Quoted passage:
Phish: The First Set
Posted 03/08/2009 by cal
Please keep this in mind: I wasn’t there. I just went into Bose headphone seclusion and listened to Mr. Miner’s “no-spoilers” mp3s. I do realize it’s kinda different from actually being there.
It took one strum for me to realize in a rush who Fluffhead was. One more strum and I became aware that “Fluffhead” was a boast, an apology and a thank-you all at once. A second later I was caught up in the thrill of anticipation for all of those emotions to explode upon Arrival. Before the song had even really started, all Coventry-based fear was swept clean from my memory. I thought for a second about how happy every single person in that audience was. And then, how happy all the people were who KNEW it would be “Fluffhead”. Choice.
Already, in this first song, in a jam with barely any space to breathe, there was a Phish anti-groove, right before the end, very brief, but unmistakable. It might have been virtual clone understudies up until that moment, but now there was no doubt. And I couldn’t remember the last show that even had
one of those. If you’re ever going to put a track from this set into a mix, it’s got to be this one, because even if nobody else understands its significance, what should still seep out is how everything about it was fucking perfect. Don’t argue. I’m not listening.
As the set progressed, I realized the fear had not completely left me. There were moments when conditioning prompted me to get nervous, fearing that the butcher this band briefly had for a guitar player was still lurking; faith once shaken takes time to steady. A couple of minor miscues on “Divided” had me on tenterhooks; the recovery was always quick, though. “Stash” brought on flashbacks of the ugly version from Alpine in ’04, but never fear; this one was no epic but it was interesting and it flowed. To even brave a modest jam this early on took balls. Where do these guys get off having any
flow fresh out of retirement?

Material provided:

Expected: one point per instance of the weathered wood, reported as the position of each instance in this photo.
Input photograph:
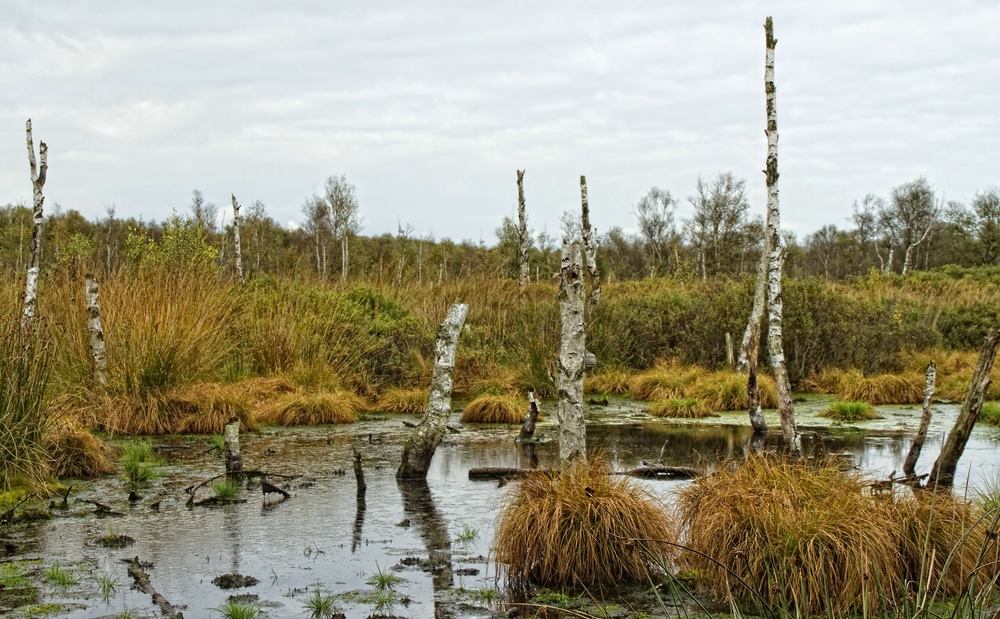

Exercise requirements:
In the post about the Phish set, why did the writer still get nervous at moments as the set went on? Answer in one to three sentences. The listing has nothing to do with this exercise.

Finished answer:
Conditioning made the writer fear that the butcher the band had briefly had as its guitar player was still lurking. Faith once shaken takes time to steady.